PROVIDED TEXT START
Vika comments on Safety researchers should take a public stance

Vika 29 Sep 2025 15:19 UTC
4 points
0
Similarly to Leo, I think racing to AGI is bad and it would be good to coordinate not to do that. I support proposals for AI regulations that would make this easier. I signed various open letters to this effect on AI red lines, AI Treaty, SB1047, and others.
I’m pretty uncertain if pushing for an AI pause now is an effective way to achieve this, and I think it’s quite plausibly better to pause later rather than now. In the next few years, we will have more solid evidence of misalignment, and we would be able to make better use of a pause period (which is likely to be finite) e.g. with automated alignment researchers. I don’t think calling for a pause/ban now is a costless action—early calls for a pause have the risk of crying wolf and using up the political will that could be used for a pause later. I signed the FLI pause letter in 2023, but looking back it seems a bit premature. A conditional pause in the future seems much easier to get adopted than a hard pause now.
I agree with everything Neel said in his top-level comment, and I’m puzzled by the number of disagreement votes on it.
- Ishual 29 Sep 2025 16:18 UTC
  3 points
  0
  Parent
  I think that signing sufficiently clear open letters/similar things seems sufficient to count as “taking a public stance”.
  
  [Here is a first rough attempt at expressing an idea:]
  I don’t think pushing for an AI pause now is what most people have in mind (definitely it doesn’t match what I had in mind when writing the post, keeping in mind that the post isn’t about what kind of public stance it would be effective for experts (inside and outside the frontier labs) to take). Instead, what matters imo is to have a legible thing (eg open letter/statement) that says clearly that you think a coordination to stop the current race dynamic would be good if feasible (because the current race has serious risks of extinction/disempowerment). Let me try to make the distinction (between that and the pause letter) clearer:
  
  The CAIS statement “Mitigating the risk of extinction from AI should be a global priority alongside other societal-scale risks such as pandemics and nuclear war.” clearly establishes that extinction from AI is a thing many experts worry about. It was signed in 2023. It didn’t cry wolf. It is still useful today (probably more useful today than when it came out). If you need to convince a policy maker or a member of the general public that extinction is not a fringe concern, there is a clear statement you can quote, a simple link you can share, and a list of names that speaks for itself. In practice, this info is evergreen I think.
  
  When a policy maker considers whether they should pay attention or discuss a “pause”, they have their concerns, and they are capable of worrying about whether this is “crying wolf” without our help. But maybe they wonder “would experts actually oppose me if I spoke about this?” or “do experts actually think some international coordination is required?” especially if they have experience with international coordination, I think they will suspect it is very hard to pull off, so they might just think that pushing for alignment project X to get marginally more funding is a better use of their time.
  
  > I signed the FLI pause letter in 2023, but looking back it seems a bit premature.
PROVIDED TEXT END
SUPPLIED RECORDS START
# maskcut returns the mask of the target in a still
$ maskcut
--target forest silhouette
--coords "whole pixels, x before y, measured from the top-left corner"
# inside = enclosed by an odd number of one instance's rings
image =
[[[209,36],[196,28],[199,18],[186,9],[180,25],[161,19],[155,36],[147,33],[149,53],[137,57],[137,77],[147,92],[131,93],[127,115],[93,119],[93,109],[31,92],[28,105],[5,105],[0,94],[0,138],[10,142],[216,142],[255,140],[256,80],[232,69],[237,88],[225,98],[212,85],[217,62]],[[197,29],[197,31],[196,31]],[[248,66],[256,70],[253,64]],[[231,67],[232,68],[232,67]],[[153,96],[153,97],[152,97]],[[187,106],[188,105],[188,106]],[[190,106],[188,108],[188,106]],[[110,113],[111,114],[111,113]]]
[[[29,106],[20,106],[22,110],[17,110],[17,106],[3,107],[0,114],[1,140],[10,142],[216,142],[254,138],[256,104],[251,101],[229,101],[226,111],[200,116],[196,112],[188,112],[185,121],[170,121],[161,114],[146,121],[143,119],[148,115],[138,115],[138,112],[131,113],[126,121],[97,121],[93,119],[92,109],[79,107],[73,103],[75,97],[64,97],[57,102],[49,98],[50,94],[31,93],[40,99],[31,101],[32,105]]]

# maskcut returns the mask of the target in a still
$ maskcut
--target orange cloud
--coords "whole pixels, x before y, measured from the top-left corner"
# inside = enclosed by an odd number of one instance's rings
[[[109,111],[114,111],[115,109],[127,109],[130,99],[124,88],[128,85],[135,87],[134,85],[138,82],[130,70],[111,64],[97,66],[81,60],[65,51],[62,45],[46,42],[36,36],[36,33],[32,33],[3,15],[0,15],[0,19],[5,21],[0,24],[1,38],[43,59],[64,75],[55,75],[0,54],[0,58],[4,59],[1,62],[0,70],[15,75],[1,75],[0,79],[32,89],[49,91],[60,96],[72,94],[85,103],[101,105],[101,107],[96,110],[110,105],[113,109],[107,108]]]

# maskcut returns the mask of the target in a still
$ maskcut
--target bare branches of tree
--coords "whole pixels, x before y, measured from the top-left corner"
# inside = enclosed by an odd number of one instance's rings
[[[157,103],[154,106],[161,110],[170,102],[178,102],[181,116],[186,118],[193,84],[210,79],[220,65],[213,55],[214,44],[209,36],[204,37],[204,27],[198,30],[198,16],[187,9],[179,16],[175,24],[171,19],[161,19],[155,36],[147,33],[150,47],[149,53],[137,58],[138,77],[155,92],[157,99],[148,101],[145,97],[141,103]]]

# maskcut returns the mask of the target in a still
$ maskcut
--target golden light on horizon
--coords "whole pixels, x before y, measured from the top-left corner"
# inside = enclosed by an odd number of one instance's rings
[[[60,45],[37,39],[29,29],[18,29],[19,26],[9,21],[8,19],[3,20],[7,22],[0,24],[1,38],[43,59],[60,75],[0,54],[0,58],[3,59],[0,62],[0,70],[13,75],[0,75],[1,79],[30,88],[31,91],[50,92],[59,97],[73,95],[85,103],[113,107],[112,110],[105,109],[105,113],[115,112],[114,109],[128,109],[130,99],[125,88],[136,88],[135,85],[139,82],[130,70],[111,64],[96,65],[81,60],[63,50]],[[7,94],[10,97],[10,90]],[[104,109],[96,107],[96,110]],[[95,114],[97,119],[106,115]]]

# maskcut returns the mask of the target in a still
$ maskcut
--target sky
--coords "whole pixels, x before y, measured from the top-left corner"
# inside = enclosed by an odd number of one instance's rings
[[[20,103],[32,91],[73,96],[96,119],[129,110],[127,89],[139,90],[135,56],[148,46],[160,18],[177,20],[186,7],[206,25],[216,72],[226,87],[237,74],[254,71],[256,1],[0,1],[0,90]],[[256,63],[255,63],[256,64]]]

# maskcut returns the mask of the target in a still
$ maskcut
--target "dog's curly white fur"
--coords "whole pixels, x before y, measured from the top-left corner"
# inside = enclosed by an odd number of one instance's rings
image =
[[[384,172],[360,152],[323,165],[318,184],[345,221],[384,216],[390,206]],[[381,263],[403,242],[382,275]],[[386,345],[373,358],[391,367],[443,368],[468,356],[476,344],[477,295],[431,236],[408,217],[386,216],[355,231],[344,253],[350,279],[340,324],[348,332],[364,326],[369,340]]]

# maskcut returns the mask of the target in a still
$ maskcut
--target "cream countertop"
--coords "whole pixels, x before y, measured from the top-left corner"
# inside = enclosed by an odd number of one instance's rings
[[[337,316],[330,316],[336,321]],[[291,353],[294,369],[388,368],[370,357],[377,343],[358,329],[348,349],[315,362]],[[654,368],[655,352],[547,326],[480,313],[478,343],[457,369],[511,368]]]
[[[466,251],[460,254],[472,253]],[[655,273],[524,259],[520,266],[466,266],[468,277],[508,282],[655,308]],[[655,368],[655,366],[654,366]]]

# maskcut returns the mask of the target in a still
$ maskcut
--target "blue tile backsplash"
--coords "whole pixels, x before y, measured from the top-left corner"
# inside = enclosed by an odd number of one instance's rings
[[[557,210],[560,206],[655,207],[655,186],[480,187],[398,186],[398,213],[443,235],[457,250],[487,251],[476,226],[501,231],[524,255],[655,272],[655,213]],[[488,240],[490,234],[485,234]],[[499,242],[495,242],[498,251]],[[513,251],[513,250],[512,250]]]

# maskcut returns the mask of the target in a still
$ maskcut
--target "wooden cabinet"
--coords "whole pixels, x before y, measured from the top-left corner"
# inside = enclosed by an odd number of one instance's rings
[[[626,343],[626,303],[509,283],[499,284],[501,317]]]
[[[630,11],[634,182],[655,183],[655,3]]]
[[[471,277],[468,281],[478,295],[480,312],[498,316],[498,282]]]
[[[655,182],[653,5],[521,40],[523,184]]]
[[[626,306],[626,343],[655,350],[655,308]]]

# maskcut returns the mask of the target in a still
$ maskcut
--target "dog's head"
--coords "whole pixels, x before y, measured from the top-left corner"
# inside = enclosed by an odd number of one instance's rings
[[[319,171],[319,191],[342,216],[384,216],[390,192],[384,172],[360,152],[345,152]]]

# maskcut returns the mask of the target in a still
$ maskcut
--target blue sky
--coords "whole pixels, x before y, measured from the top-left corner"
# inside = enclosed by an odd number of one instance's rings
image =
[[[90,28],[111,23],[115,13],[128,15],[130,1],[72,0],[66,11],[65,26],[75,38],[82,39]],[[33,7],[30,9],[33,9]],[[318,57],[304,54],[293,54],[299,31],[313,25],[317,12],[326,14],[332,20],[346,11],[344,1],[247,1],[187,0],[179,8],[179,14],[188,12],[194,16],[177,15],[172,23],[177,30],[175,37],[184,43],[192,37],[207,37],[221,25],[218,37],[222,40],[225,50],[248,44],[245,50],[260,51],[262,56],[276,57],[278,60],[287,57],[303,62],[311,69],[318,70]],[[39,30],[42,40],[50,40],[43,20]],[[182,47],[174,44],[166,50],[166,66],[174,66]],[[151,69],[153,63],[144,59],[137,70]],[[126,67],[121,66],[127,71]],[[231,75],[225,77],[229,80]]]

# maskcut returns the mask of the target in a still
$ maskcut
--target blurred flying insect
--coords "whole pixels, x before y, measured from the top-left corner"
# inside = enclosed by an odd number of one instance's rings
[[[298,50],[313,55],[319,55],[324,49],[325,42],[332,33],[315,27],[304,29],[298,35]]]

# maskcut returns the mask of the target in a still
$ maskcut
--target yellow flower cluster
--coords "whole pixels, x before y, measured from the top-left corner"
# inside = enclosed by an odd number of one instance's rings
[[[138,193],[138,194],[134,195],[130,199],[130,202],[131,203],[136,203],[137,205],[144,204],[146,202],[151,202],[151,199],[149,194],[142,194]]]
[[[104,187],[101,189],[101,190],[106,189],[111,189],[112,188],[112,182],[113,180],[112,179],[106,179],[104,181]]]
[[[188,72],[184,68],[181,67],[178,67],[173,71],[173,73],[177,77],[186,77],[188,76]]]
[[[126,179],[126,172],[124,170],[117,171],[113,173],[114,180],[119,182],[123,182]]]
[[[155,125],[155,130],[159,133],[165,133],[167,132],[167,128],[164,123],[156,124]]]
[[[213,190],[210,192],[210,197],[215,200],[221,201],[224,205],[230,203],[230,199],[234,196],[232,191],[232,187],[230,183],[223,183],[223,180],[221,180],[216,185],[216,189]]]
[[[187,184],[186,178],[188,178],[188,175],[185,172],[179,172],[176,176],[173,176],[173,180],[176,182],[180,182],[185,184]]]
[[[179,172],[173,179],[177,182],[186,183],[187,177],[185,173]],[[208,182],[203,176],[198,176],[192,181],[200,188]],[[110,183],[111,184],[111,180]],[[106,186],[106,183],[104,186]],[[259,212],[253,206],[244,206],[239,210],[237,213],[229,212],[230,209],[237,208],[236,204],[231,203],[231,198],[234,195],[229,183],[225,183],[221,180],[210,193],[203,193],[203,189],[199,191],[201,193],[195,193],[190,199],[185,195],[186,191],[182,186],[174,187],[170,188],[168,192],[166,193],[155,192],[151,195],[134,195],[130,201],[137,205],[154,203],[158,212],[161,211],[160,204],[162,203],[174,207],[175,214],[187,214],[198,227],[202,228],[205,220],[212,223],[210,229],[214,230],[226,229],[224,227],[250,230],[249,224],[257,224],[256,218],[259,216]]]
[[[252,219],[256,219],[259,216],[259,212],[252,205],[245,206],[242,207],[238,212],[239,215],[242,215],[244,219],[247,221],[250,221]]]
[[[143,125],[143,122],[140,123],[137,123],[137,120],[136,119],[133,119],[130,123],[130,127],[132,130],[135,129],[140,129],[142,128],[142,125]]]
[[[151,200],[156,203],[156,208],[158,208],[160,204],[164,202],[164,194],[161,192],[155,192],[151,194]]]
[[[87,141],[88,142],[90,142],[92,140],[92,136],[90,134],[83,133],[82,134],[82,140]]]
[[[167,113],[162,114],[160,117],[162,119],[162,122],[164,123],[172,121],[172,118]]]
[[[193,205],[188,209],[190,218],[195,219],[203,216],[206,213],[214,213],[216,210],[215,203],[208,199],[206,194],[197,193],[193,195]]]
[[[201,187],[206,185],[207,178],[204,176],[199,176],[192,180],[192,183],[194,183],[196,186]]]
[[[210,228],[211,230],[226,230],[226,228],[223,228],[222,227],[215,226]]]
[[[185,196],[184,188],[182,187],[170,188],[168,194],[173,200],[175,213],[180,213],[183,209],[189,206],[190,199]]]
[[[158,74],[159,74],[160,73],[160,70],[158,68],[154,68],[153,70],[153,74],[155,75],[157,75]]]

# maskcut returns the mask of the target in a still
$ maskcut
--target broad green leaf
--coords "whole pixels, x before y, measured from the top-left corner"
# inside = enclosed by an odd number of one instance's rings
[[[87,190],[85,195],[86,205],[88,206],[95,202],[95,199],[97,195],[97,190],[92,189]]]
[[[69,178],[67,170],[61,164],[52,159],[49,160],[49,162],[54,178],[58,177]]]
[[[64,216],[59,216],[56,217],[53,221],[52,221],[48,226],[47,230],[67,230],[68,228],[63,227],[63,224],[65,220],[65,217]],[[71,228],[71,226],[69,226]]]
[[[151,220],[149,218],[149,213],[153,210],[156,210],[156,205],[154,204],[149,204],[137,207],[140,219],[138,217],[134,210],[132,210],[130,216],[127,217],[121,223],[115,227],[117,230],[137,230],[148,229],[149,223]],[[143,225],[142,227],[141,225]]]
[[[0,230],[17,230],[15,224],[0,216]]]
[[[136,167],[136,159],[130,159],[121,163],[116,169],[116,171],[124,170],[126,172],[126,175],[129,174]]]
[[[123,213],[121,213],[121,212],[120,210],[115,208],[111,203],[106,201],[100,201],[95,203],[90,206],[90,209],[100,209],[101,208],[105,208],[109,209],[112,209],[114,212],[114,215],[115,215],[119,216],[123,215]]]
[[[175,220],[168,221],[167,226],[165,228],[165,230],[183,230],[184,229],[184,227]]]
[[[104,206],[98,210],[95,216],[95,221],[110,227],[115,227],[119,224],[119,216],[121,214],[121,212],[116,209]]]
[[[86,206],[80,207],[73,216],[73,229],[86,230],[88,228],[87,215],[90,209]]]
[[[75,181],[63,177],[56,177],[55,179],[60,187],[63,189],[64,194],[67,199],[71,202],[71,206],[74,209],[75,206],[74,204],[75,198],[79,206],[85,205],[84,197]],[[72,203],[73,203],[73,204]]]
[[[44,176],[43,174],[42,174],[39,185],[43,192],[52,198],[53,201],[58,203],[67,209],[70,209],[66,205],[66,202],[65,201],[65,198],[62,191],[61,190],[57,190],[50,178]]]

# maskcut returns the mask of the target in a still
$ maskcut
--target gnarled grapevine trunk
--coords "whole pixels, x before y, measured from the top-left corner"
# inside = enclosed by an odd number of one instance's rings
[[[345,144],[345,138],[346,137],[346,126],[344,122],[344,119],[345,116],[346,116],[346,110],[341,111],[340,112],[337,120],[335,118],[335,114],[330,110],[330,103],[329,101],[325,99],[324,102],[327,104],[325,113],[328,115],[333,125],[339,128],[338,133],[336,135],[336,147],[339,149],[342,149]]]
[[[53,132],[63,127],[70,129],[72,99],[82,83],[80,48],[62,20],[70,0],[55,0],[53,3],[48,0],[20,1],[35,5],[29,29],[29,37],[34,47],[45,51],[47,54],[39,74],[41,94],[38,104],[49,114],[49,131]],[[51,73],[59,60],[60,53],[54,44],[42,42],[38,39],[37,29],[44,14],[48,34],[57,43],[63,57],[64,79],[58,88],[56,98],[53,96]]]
SUPPLIED RECORDS END
• TASK INSTRUCTIONS:
a) Answer these questions from the public-stance thread, one line each:
(i) Which pause letter did Vika sign in 2023?
(ii) In what year was the CAIS statement signed?
(iii) Whose top-level comment does Vika agree with entirely?
b) Summarize the public-stance thread in two sentences.
c) List every open letter or statement that the public-stance thread names, either by title or by topic.

• RESPONSES PER TASK:
a)
(i) The FLI pause letter.
(ii) 2023.
(iii) Neel's.

b) Vika considers racing to AGI bad and supports coordination and regulation to avoid it, but doubts that pushing for a pause now is effective, arguing that a later conditional pause may be better and that early calls risk crying wolf. Ishual replies that signing clear open letters counts as taking a public stance, and that what matters is a legible statement, like the CAIS statement on extinction risk, saying coordination to stop the current race would be good if feasible.

c)
- Open letter on AI red lines
- Open letter on AI Treaty
- Open letter on SB1047
- FLI pause letter
- CAIS statement